WHAT THE EXERCISE ASKS = For every record that follows, transcribe the text exactly and leave any image out.

--- GIVEN ENTRIES Enclosed Below ---

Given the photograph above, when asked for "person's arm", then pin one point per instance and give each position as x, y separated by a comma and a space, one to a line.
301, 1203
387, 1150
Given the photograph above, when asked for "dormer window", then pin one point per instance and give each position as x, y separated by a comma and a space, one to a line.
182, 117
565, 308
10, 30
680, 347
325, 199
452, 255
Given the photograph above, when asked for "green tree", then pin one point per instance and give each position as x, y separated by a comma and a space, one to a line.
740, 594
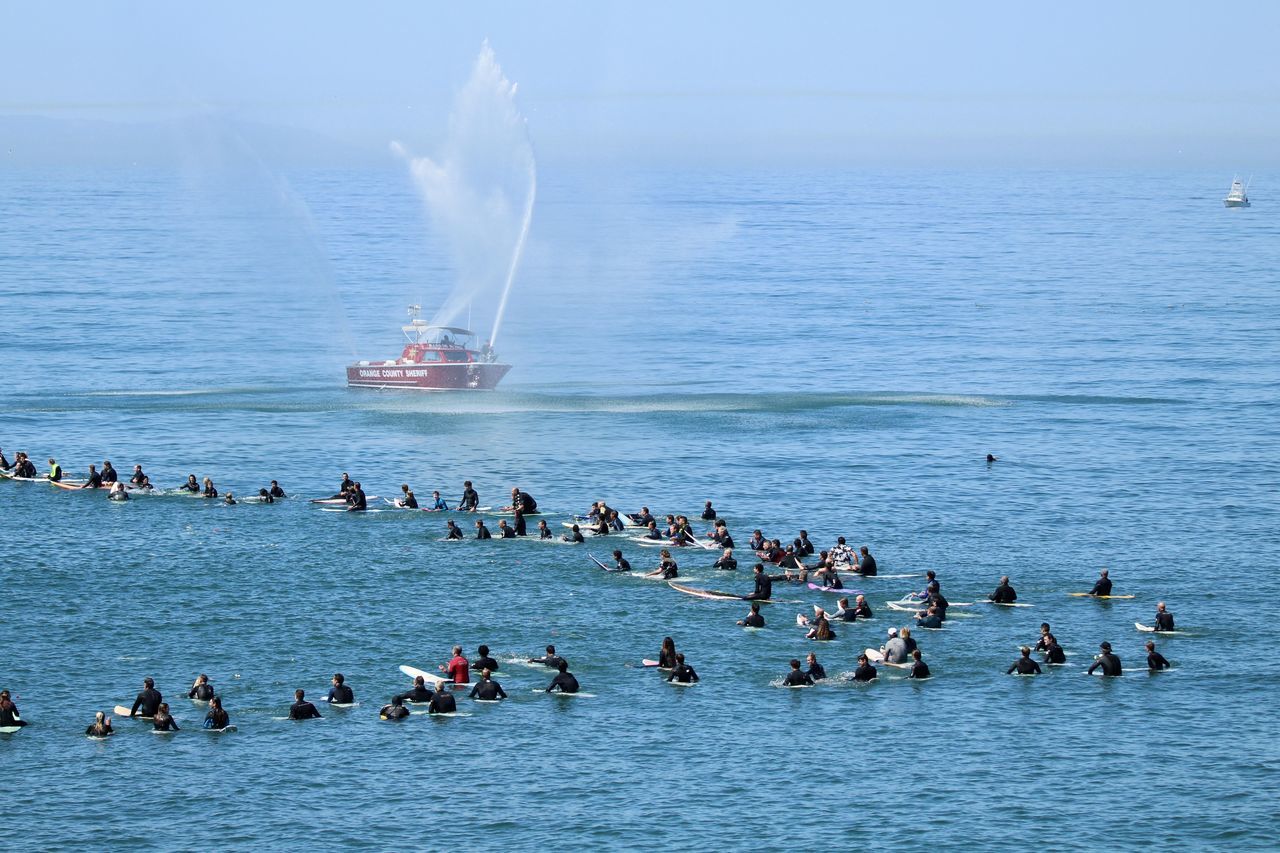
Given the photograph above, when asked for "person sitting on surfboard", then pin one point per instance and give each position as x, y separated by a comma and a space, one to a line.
487, 689
301, 708
1109, 662
1024, 665
1004, 593
753, 619
796, 676
341, 692
563, 680
684, 674
147, 701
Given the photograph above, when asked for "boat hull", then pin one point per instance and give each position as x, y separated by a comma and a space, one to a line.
428, 377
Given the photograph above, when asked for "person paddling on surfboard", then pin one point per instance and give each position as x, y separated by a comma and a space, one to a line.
147, 702
301, 708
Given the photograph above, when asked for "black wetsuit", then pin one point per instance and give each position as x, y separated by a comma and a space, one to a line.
146, 705
304, 710
684, 674
1004, 594
1110, 665
488, 690
565, 683
442, 702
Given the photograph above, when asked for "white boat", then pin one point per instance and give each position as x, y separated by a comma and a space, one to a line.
1238, 196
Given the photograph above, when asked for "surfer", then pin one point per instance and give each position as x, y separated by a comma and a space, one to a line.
101, 726
753, 619
1155, 660
147, 701
301, 708
864, 671
1109, 662
164, 721
684, 674
895, 648
1024, 665
457, 667
796, 676
470, 498
563, 680
9, 715
1004, 593
551, 660
201, 689
487, 689
341, 692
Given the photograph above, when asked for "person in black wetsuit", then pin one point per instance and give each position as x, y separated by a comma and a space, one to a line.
9, 715
551, 658
682, 673
796, 676
484, 661
1004, 593
1155, 660
1109, 662
470, 498
1024, 665
393, 711
563, 680
1054, 652
753, 619
341, 692
164, 721
487, 689
919, 669
216, 719
301, 708
201, 689
865, 671
147, 701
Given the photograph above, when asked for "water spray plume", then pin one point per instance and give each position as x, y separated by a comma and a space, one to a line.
480, 191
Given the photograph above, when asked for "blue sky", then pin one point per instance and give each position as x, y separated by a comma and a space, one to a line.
999, 83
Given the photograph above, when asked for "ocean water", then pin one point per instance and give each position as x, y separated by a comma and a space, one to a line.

--- End of Enclosed GIVEN ENTRIES ---

EXERCISE OUTPUT =
Given the photograph above, when asked for "person's arm", then pin one point per instance and give each position as x, y separated by a comma and a space, one to a line.
301, 1203
387, 1150
Given the photograph above, when asked for "dormer window", then pin one point per instance and give each position as x, y separated by a comma and a space, one to a line.
182, 117
565, 308
10, 30
680, 347
325, 199
452, 255
Given the photograph above, when asked for "green tree", then pin one point per instance and give each position as x, y separated by a comma and a space, one to a line.
740, 594
Given the photograph above, when asked for "person sitting on surfboard", then pin one point per instance and give each position as x, y separated by a comma and a space, one to a line.
487, 689
301, 708
1109, 662
1024, 665
1004, 593
753, 619
796, 676
341, 692
563, 680
684, 674
147, 701
Given the photograph above, when asked for "boat hull", then pin one point per instance and give each position as x, y separated by a comma and a space, one to a line.
428, 377
Given the photograph above, when asked for "person paddling on surfboard", then pin one point per instance and give each position as x, y separated by a comma and a space, one to a line.
147, 702
301, 708
Given the photograph above, when asked for "black wetsuit", then pin one point per instance and give each position as x, y separated by a comma and a space, one to a line.
146, 705
304, 710
684, 674
1004, 594
1110, 665
488, 690
565, 683
442, 702
Given the photograph above, when asked for "white boat", then pin one point per instance and give each position as x, y separated by a comma and a space, one to a line.
1238, 196
Given the photograph above, when asked for "surfer", then pin one point per instance and give each position as x, y separated by a comma and a space, one to a line.
101, 726
753, 619
1155, 660
147, 701
301, 708
864, 671
1109, 662
164, 721
684, 674
895, 648
1024, 665
457, 667
796, 676
470, 498
563, 680
9, 715
1004, 593
551, 660
201, 689
487, 689
341, 692
Given the photograph above, when asked for "person in black wetsuit", then pin one point per instance and give each position as x, y separated by a comma and a space, one to a line.
9, 715
551, 658
682, 673
796, 676
484, 661
1004, 593
1155, 660
1109, 662
470, 498
1024, 665
393, 711
563, 680
1054, 652
753, 619
341, 692
164, 721
487, 689
919, 669
216, 719
301, 708
201, 689
865, 671
147, 701
Given the photograph above, when asked for "water spray plume", then pin one point per instance and give each position as x, y separated by a comma and a space, one to a line.
480, 191
Given the photograph above, when asked for "blue sky", then pin one point per instance and give each position as x, y separated by a comma and a space, one to a line.
999, 83
Given the photograph above, when asked for "ocean water", then pin one point per instance and give each position as x, y separated by a comma and a space, one to a line.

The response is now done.